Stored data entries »
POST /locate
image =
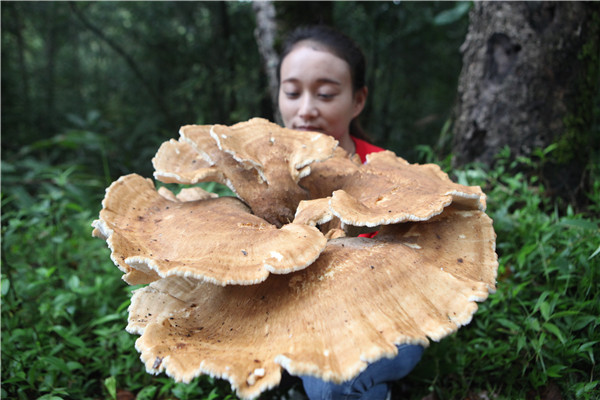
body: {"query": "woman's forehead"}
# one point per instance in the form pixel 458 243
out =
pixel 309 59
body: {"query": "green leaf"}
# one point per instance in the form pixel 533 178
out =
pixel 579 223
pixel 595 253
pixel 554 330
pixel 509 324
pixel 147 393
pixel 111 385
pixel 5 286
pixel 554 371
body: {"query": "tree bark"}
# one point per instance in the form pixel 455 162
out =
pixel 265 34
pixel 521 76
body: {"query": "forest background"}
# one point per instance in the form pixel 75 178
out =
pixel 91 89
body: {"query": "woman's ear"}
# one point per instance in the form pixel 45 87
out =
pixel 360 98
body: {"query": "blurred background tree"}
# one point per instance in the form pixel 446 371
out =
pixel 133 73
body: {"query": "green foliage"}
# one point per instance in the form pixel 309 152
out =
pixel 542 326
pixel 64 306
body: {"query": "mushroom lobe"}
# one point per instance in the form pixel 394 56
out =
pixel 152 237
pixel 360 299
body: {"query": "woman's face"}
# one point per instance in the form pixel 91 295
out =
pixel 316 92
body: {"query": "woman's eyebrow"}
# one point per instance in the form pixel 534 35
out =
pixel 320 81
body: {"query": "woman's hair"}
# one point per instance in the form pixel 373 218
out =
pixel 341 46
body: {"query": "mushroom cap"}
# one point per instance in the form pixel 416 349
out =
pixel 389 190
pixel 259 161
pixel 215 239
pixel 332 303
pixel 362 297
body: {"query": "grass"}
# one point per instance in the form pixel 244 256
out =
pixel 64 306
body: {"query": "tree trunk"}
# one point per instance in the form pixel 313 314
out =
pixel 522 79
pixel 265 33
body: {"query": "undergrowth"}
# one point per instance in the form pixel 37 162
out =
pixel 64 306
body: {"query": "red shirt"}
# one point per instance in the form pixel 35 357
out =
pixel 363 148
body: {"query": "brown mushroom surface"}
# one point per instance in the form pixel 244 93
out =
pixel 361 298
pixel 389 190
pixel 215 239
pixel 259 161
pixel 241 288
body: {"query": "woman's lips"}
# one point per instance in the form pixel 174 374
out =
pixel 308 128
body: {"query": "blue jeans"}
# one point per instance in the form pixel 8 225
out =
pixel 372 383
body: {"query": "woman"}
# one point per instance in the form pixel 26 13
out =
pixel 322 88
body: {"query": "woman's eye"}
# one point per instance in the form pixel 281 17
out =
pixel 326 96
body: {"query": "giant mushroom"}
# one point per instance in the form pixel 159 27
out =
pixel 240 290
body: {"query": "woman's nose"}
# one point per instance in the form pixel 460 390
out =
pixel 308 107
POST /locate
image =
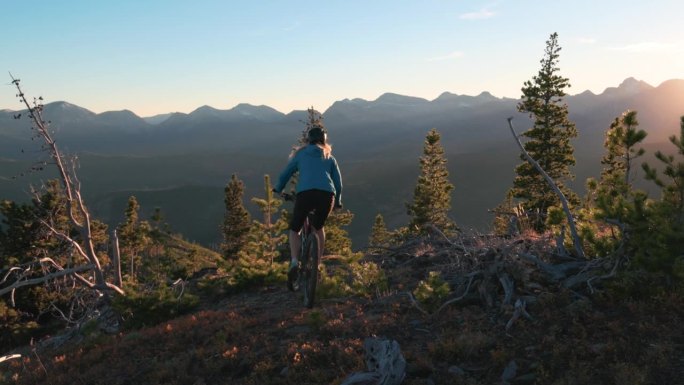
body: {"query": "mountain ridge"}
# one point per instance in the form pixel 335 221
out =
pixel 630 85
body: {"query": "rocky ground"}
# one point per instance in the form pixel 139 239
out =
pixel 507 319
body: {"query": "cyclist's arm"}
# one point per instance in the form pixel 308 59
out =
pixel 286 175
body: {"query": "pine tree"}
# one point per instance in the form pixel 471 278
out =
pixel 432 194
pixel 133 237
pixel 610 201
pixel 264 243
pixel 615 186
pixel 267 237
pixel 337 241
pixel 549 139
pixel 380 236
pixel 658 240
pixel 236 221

Task to complete » Your task is to copy every line in the entries that holds the string "background".

Written solution »
body: {"query": "forest background"}
body: {"query": "blurred background tree"}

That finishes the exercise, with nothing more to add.